» Supplied passage:
..............................

Personal information
- Full name: Zdzisław Stanisław Ambroziak
- Nationality: Polish
- Born: 1 January 1944 Warsaw, Poland
- Died: 23 January 2004 (aged 60) Warsaw, Poland

Career
| Years | Teams |
| 1963–1970 1970–1972 1972–1976 1976–1979 1979–1984 | AZS AWF Warsaw Skra Warsaw Pallavolo Padova Volley Gonzaga Milano Di.Po. Vimercate |

National team
| 1963–1972 | Poland (220) |

Honours
Men's volleyball
Representing Poland
FIVB World Cup
| Silver medal – second place | 1965 Poland |  |
CEV European Championship
| Bronze medal – third place | 1967 Turkey |  |

= Zdzisław Ambroziak =

Polish volleyball player

Zdzisław Stanisław Ambroziak (1 January 1944 – 23 January 2004) was a Polish volleyball player, sports journalist, sports commentator, a member of the Poland national team in 1963–1972, and a participant in the Olympic Games (Mexico 1968, Munich 1972).

..............................

» Given records:

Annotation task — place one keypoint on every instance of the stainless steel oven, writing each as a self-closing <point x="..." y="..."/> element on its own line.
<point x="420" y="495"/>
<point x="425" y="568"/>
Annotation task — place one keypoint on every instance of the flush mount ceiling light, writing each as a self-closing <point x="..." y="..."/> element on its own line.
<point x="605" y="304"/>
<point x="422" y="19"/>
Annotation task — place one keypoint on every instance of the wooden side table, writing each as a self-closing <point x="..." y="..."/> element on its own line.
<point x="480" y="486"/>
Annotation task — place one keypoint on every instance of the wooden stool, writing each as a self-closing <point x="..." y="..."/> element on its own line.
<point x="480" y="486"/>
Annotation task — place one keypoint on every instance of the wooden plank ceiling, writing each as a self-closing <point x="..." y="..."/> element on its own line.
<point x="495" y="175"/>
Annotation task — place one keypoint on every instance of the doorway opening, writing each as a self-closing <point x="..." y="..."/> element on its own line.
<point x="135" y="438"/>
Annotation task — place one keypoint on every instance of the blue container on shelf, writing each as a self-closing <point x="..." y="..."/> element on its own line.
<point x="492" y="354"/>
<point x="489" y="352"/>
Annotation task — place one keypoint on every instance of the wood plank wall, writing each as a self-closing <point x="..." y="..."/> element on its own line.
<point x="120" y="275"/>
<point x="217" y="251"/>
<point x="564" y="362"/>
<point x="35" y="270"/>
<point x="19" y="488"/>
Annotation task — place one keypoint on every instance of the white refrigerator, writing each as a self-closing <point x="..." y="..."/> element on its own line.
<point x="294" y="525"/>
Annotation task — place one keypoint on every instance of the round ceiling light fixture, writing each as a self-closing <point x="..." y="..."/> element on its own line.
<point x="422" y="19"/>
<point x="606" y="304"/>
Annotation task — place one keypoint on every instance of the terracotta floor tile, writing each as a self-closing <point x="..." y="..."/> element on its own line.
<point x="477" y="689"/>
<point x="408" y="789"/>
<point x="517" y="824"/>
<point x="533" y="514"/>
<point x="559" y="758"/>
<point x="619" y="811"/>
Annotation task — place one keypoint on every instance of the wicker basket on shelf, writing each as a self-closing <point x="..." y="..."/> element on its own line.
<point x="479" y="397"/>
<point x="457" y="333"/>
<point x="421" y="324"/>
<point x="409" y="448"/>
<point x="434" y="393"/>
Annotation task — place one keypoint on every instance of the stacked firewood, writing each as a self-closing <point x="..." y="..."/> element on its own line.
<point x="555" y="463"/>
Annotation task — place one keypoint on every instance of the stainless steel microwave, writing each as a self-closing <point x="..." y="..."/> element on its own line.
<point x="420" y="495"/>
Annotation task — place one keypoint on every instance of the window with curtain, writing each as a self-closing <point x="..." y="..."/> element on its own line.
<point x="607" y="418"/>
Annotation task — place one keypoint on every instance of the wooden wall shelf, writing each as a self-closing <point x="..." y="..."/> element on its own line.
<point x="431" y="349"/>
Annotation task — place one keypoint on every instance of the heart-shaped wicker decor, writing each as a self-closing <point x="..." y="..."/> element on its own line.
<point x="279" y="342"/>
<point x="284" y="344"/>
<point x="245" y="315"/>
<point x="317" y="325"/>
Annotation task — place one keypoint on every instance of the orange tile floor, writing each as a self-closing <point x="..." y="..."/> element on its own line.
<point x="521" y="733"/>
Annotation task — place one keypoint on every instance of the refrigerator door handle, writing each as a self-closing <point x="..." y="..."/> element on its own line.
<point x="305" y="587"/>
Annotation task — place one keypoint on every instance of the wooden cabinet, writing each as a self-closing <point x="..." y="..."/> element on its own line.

..............................

» Your objective: Write the next part of the Zdzisław Ambroziak biography, picking up after its final sentence. The records are unrelated to the Zdzisław Ambroziak text and stand as separate material.

» Written answer:
==Personal life==
Amroziak was born in Warsaw, he graduated from the Józef Piłsudski University of Physical Education in Warsaw. He was married to Ewa. In 1999, he appeared in the Polish movie, Kiler-ów 2-óch, starring as a sports commentator. He died after a long illness in a hospital in Warsaw.

==Honours==
===Club===
- Domestic
  - 1964–65 Polish Championship, with AZS AWF Warsaw
  - 1965–66 Polish Championship, with AZS AWF Warsaw
  - 1967–68 Polish Championship, with AZS AWF Warsaw

==Memory==
In 2007, was founded the Foundation of Zdzisław Ambroziak. The Foundation aims, among others, to support sports journalists attitude of fair play and promote various forms of youth education. Since 2006, the tournament named Memoriał of Zdzisław Ambroziak, is organized for volleyball clubs to honor his memory.